Position annotation records
☆ ☆ ☆

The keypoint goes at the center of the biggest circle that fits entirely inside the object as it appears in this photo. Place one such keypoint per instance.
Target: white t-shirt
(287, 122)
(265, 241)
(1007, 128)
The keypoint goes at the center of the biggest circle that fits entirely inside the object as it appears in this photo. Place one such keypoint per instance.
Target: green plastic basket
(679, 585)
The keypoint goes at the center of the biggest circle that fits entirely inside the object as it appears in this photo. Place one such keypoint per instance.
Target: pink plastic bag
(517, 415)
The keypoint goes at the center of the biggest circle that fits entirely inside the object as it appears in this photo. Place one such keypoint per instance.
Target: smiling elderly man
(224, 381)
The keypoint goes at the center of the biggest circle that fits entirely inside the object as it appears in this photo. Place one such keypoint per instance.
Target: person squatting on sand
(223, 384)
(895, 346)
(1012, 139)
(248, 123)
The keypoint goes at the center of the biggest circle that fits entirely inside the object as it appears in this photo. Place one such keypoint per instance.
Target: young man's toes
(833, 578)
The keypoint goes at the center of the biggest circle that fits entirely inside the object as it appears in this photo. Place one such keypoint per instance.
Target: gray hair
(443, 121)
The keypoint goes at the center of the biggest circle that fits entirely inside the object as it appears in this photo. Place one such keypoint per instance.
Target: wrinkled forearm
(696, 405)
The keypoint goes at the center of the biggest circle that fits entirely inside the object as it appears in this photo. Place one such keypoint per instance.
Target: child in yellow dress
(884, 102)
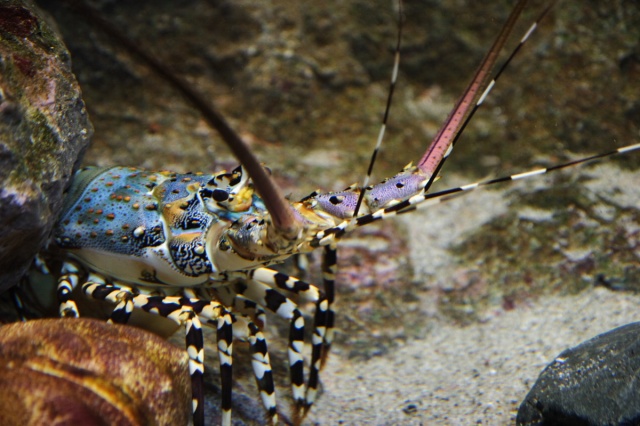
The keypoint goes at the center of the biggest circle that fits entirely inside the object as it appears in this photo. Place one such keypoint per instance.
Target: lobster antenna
(471, 99)
(281, 212)
(423, 199)
(383, 127)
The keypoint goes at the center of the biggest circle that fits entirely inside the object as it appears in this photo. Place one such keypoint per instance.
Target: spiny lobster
(235, 189)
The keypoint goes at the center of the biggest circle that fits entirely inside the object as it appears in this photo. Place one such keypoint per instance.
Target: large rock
(82, 371)
(44, 129)
(594, 383)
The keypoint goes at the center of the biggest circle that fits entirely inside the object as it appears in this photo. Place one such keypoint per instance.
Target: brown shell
(84, 371)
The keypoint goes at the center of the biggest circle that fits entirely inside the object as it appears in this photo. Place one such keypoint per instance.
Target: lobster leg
(66, 283)
(276, 302)
(184, 311)
(329, 268)
(309, 293)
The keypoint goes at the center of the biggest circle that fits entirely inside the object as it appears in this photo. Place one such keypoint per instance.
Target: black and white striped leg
(225, 352)
(249, 320)
(276, 302)
(66, 283)
(309, 293)
(184, 311)
(262, 371)
(195, 350)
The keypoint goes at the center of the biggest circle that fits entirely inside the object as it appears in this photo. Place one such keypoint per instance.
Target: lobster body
(150, 228)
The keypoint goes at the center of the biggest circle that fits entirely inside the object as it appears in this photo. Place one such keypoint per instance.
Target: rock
(594, 383)
(44, 129)
(81, 371)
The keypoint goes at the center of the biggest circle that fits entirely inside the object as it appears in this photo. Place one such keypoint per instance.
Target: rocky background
(429, 306)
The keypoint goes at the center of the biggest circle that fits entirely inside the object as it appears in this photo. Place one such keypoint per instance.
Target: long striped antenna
(385, 118)
(448, 135)
(423, 199)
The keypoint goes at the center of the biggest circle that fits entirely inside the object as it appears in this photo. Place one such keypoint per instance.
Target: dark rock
(594, 383)
(44, 129)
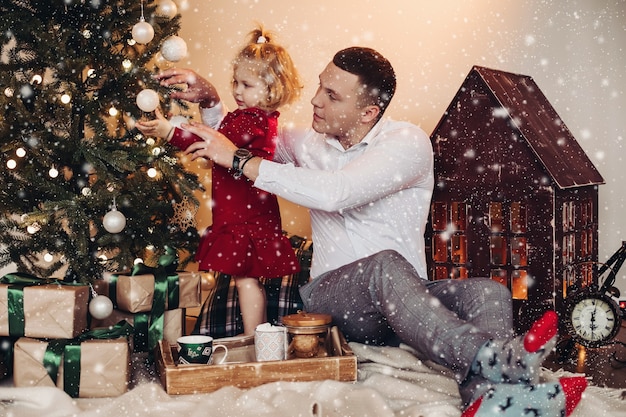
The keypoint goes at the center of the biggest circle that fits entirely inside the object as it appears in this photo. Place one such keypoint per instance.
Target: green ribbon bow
(17, 281)
(149, 327)
(69, 351)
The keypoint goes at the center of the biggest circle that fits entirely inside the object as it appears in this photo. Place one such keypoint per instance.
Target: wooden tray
(338, 363)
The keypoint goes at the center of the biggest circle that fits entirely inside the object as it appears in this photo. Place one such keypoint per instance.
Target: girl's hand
(159, 127)
(215, 145)
(198, 89)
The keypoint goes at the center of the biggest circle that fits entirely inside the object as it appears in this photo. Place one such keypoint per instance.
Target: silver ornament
(100, 307)
(143, 32)
(167, 9)
(174, 48)
(147, 100)
(114, 221)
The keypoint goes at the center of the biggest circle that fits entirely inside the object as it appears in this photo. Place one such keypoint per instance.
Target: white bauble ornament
(174, 48)
(177, 120)
(147, 100)
(143, 32)
(114, 221)
(100, 307)
(166, 8)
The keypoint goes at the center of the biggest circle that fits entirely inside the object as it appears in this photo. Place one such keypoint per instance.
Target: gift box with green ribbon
(34, 307)
(135, 292)
(146, 288)
(96, 364)
(149, 328)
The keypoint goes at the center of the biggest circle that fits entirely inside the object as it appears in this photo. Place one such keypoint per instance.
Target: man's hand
(198, 90)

☆ ☆ ☆

--- GIVEN INSTRUCTION ---
All of the data above should be transcribed verbatim, with pictures omitted.

--- EXERCISE RESULT ---
The keypoint goes at the center of the biggest circle that fits entirely inside the object as it appears in this photo. Place one such keypoint per instance.
Target: white t-shirt
(287, 122)
(265, 241)
(1007, 128)
The keypoint goes at the center of the biggest circle that fits entirely inside the object as it appears in this photo. Place one such keypoint per instance.
Target: green plastic basket
(679, 585)
The keypoint goes at the center of the biggest circle that fits entirely inside the object as it appears in this photo. Place one such keypoint per instance.
Target: pink plastic bag
(517, 415)
The keypoint goes at the center of the biggest circle that fits entirely inside the object as it appears in this photo. Place one such keypoint per instance.
Target: smiling elderly man
(224, 381)
The keypoint goes at the center of the biggest circle that fits entirely inside the object as it appears in this photo. Place one such keypoint per instance.
Target: person squatting on sand
(223, 384)
(895, 346)
(1012, 139)
(248, 123)
The keypoint goes at the center of the biggest circle that fits entirely inside the object as it appears in this photo. Place one such keypoint per instance.
Target: young man's toes
(833, 578)
The keypoint goes at the center of the biggest circle that fits entirely inside the object as it appears in this photo. Place one such keypoint per instance.
Target: gray hair
(443, 121)
The keypoint goes at the center of the biggest circle that fits entirely inside the object as it appears in this photo. Place one such keypoint per instance.
Target: wrinkled forearm
(696, 405)
The keypoint goes at the center of the biggest circle that fits entirely inside the object as it appears in this photo. Place one such keypoint per instance.
Target: child in yellow dress
(884, 102)
The keypoint goes at the center of the biggest circle that fits entirely inside the object as it appears in this photo. Place one such keypoint per instance.
Target: lobster antenna
(471, 99)
(281, 212)
(423, 199)
(383, 127)
The keypoint goes at the center of the biggest circle that fits entirely inside the object as it appears in this photo. Place one such keypoint per instance.
Target: spiny lobster
(235, 189)
The keypoint goes at the center of the biggest circle that fits entirely inside the object as it appears in this photo. Place one such keypoint per instance.
Target: large rock
(82, 371)
(44, 129)
(594, 383)
The keypoint goes at the center of the biggest circle that fits entirely inside the object as it appears in this photo. Place one such keypoint per instance.
Target: brown shell
(84, 371)
The keypoint goes at the center of the biggest circle that fits entirely inside the object as it appears in this photo. Place one such keypoint per instance.
Target: lobster leg
(66, 283)
(276, 302)
(184, 311)
(329, 268)
(309, 293)
The keypoint goes at the center of the biggest circle that fits entirely inside the object as it appears in this photo. Place one such keypoint per instance.
Target: black and white striped leg
(225, 352)
(249, 320)
(276, 302)
(66, 283)
(309, 293)
(184, 311)
(262, 371)
(195, 350)
The keypoint goes at the center of the biggest circle that fits entirely inside the object as it appears in this photo. Place one such keypoint per instance.
Target: lobster body
(150, 228)
The keypoint goes at the center of the biggest circle that fits entirely inside the object as it appears in this photo. Place one such keypoint per instance.
Target: rock
(594, 383)
(44, 129)
(81, 371)
The keypoint goes at the center of the biggest circle that fits entirely inside the object as it appears in this photo. Place one such keypoint per instance.
Target: rocky background
(429, 306)
The keypoint goes at the center of the biggest circle that fits entirely inside the object as it appears in this photo. Place one such keypoint per instance.
Target: long striped antenna
(385, 118)
(448, 135)
(423, 199)
The keypoint goes at the center of the biggest circle that fits entirely inside the object as it appears in this photo. Place one such keypoint per instance.
Target: dark rock
(594, 383)
(44, 129)
The keypoint goes at the center of the biggest circle that fits entirely inside the object as it appears in this photo. Place one such keypoint per instance.
Target: green ribbon bow
(17, 281)
(149, 327)
(69, 351)
The keypoint goes at the center of the biggest circle that fits entirely inside the object as it appears in this photo. Place one such keypoint per instance.
Target: wooden tray
(338, 363)
The keypoint goes at the center of the biggest circle that fits entirely inside the object as it appears in this photo. Place one such keypoint per instance.
Target: girl's hand
(159, 127)
(215, 145)
(198, 89)
The keypoint goes at the center of the biggest circle that fits entirely inside the object as it appears in this photo. Place one such keypoint per instance.
Target: silver ornament
(100, 307)
(143, 32)
(167, 9)
(174, 48)
(147, 100)
(114, 221)
The keypoint goes at the center of the biggest circle that fits entirely inside the object as it appears in this photo. Place one such keypoint per instance.
Target: white bauble ornament
(174, 48)
(177, 120)
(147, 100)
(143, 32)
(114, 221)
(100, 307)
(166, 8)
The keypoint goes at the center of the biggest circle that fits entirely inside the object as it appears in this photo. Place one such keypoint per instance.
Target: gift box with green ribbon
(34, 307)
(135, 292)
(146, 288)
(96, 364)
(149, 328)
The keypoint goes at the center of the biggest circle that fits entirely inside the object as it appears in this photo. Place one such keypoint per instance.
Target: man's hand
(198, 90)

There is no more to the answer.